Convert the rows below into a numbered list, omitting any blank lines. Leave the pictures out of your answer.

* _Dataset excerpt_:
----------------------------------------

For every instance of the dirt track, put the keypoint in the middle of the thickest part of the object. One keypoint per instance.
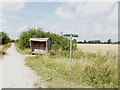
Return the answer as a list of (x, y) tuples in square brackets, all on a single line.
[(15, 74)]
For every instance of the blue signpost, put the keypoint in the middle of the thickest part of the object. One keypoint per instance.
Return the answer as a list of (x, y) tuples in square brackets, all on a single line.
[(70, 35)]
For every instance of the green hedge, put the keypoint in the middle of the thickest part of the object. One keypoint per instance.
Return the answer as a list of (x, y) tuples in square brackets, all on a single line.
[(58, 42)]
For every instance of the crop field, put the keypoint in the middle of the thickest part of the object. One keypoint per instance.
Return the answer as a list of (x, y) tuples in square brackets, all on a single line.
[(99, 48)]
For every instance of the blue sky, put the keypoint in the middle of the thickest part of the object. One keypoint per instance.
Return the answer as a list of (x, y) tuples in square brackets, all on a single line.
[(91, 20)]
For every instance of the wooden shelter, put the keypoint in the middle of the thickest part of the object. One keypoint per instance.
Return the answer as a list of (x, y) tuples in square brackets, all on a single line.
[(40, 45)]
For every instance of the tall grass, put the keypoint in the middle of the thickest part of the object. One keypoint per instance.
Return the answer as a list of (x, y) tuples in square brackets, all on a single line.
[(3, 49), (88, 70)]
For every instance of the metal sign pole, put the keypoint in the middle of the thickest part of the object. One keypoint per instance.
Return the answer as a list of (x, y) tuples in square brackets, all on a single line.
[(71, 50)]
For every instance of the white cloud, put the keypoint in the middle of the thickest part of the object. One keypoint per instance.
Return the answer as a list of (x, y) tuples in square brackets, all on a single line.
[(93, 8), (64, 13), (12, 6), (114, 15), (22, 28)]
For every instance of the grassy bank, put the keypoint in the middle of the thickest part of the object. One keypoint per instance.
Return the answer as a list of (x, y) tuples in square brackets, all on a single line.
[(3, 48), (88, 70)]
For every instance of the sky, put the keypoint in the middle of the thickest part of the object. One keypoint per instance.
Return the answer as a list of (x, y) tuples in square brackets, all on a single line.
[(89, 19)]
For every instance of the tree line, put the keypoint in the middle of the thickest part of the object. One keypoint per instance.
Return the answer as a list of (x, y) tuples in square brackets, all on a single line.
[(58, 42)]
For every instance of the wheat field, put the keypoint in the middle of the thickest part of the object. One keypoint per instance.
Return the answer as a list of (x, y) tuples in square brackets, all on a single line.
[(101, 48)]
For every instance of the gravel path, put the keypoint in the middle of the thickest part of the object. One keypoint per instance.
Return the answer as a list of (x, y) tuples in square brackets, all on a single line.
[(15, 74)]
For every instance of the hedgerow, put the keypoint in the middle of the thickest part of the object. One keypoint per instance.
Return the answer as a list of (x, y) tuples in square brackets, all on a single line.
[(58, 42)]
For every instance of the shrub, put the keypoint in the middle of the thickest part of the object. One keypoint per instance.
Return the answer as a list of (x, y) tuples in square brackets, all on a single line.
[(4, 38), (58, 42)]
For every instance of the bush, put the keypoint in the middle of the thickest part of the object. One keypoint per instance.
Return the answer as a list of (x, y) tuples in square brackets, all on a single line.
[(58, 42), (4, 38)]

----------------------------------------

* _Exercise solution_:
1. For every instance of the dirt track, put the keypoint in the middle of the thickest part of the object. One keypoint per instance.
2. Return the answer as a list of (x, y) tuples in square brackets, all on a single line.
3. [(15, 74)]
4. For every instance of the blue signpost, put the keypoint in the middle of the thickest part of the object. One keypoint per instance.
5. Return the answer as a list of (x, y) tuples in square brackets, all on a single line.
6. [(70, 35)]
7. For every instance of the green hedge, put the keypoint in the middle of the thickest part of the object. One keypoint per instance.
8. Return the answer as a list of (x, y) tuples in square brackets, all on a single line.
9. [(58, 42)]
10. For every instance of the crop field, put the keypoint in the middle of the thickest part of the object. One keypoint per instance.
11. Return the answer as a list of (x, y) tuples in square brackets, all on a single line.
12. [(99, 48)]
13. For every instance of the blue sky, put the keypoint in the middle of the thickest part of the object. One keypoint per instance.
14. Return the answer as a list of (x, y) tuples in square brackets, all on a single line.
15. [(91, 20)]
16. For every instance of the wooden shelter, put the keypoint in the middle of the thickest part of the object. One keypoint per instance.
17. Return the answer as a list of (x, y) tuples in square brackets, all on a single line.
18. [(40, 45)]
19. For every instance of the tall grass, put the keypoint in the middle of the thickest part of the object. One keypoint per instance.
20. Return the answer as a list of (x, y) tuples in square brackets, all on a single line.
21. [(3, 49), (88, 70)]
22. For every instance of the metal sign pole, put the keypoint in the middle of the thickest part of the object. One keypoint per instance.
23. Return the answer as a list of (x, y) tuples in square brackets, all on a single line.
24. [(71, 50)]
25. For every instance of the white cloud, put the keypoint in the middle of the thickest part of the object. One keypoint per instance.
26. Return the answer as a list of (x, y) tuples in square brackets, all on a single line.
27. [(93, 8), (64, 13), (12, 6), (114, 15), (22, 28)]
28. For every instance of the grassy bank, put the keypoint in the middle of the thickest part of the object. One keypoint per instance.
29. Return the answer as a list of (x, y) tuples in square brackets, all on a single line.
30. [(3, 48), (88, 70)]
31. For every instance of the sky, put the keypoint in the middle of the thickest part of the object. One keypoint per instance.
32. Return the answer as a list of (x, y) tuples in square brackets, all on a single line.
33. [(89, 19)]
34. For every instance of the tree line, put the keypoint in the middle of the thickest part of the object. One keypoint per instance.
35. Return the answer as a list of (x, y) tuples in square brackets, all on a single line.
36. [(58, 42)]
37. For every instance of the wheat field, put the keypoint in the middle of the thickest part of the object. One keypoint per instance.
38. Return the answer as a list of (x, y) tuples in square brackets, all on a single line.
39. [(101, 48)]
40. For every instance of the gravel path, put the keypoint in the middle of the thickest part of the object. One keypoint per instance.
41. Return the answer as a list of (x, y) tuples in square brackets, all on a single line.
42. [(15, 74)]
43. For every instance of the hedgerow, put the keypoint in the middle of the thickest part of the object. One keypoint per instance.
44. Return the answer as a list of (x, y) tuples in square brackets, all on a single line.
45. [(58, 42)]
46. For every instance of the shrub, put the keypoint in the middle of the thickest part of the object. One keypoint per instance.
47. Return the answer as a list of (x, y) tuples in square brackets, all on a single line.
48. [(4, 38), (58, 42)]
49. For every instance of the bush, put the keypoint in the middle of the thickest part of the object. One keypoint per instance.
50. Return the answer as a list of (x, y) tuples in square brackets, all on a single line.
51. [(58, 42), (4, 38)]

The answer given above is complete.